[Raw data — start]

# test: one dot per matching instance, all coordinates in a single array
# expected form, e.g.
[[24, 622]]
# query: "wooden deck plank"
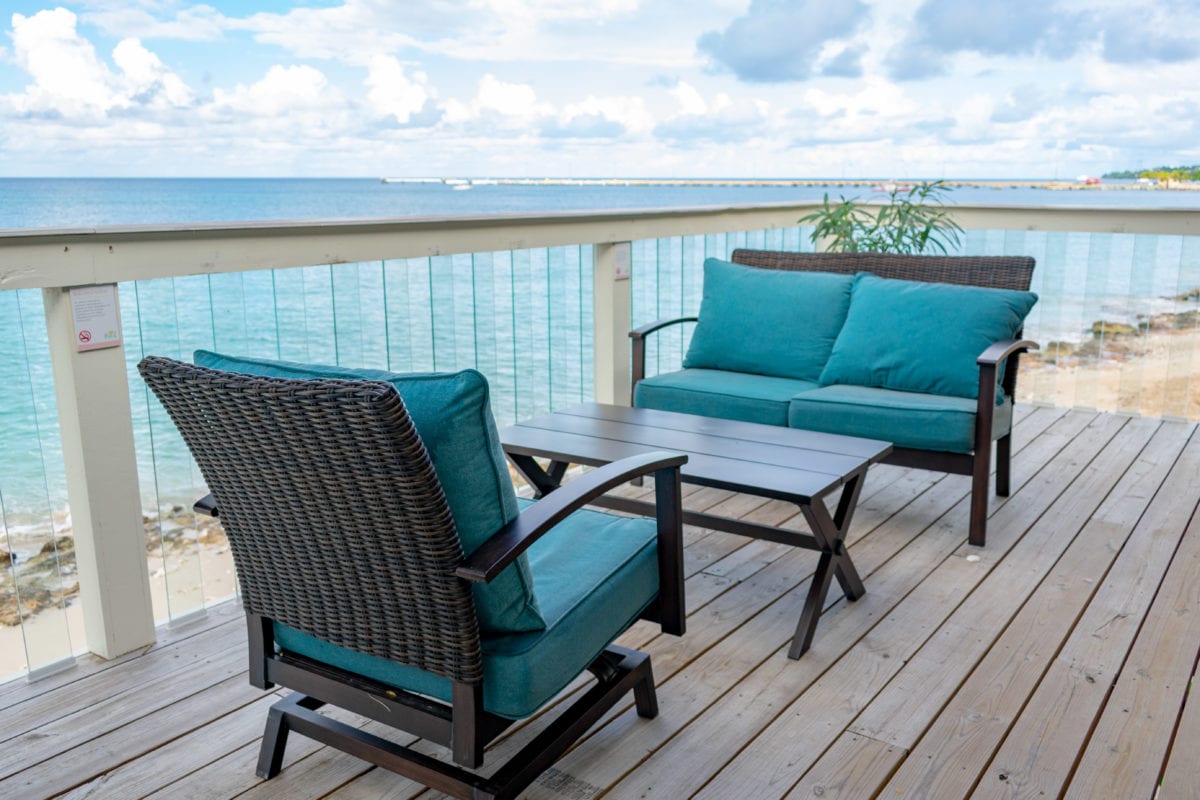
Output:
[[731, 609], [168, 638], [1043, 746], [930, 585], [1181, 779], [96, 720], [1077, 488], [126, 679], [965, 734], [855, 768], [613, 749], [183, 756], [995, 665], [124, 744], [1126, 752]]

[Raw data — finish]

Please retype every record exactly, leaving the pictures out.

Written answer —
# test: one dot per matching instance, all coordinates in a single array
# expected form, e.g.
[[24, 622]]
# query: "wooden deck plank"
Output:
[[731, 609], [168, 638], [1043, 746], [930, 585], [1181, 779], [96, 720], [1077, 488], [126, 679], [965, 734], [855, 768], [613, 749], [183, 756], [995, 665], [124, 744], [1126, 752]]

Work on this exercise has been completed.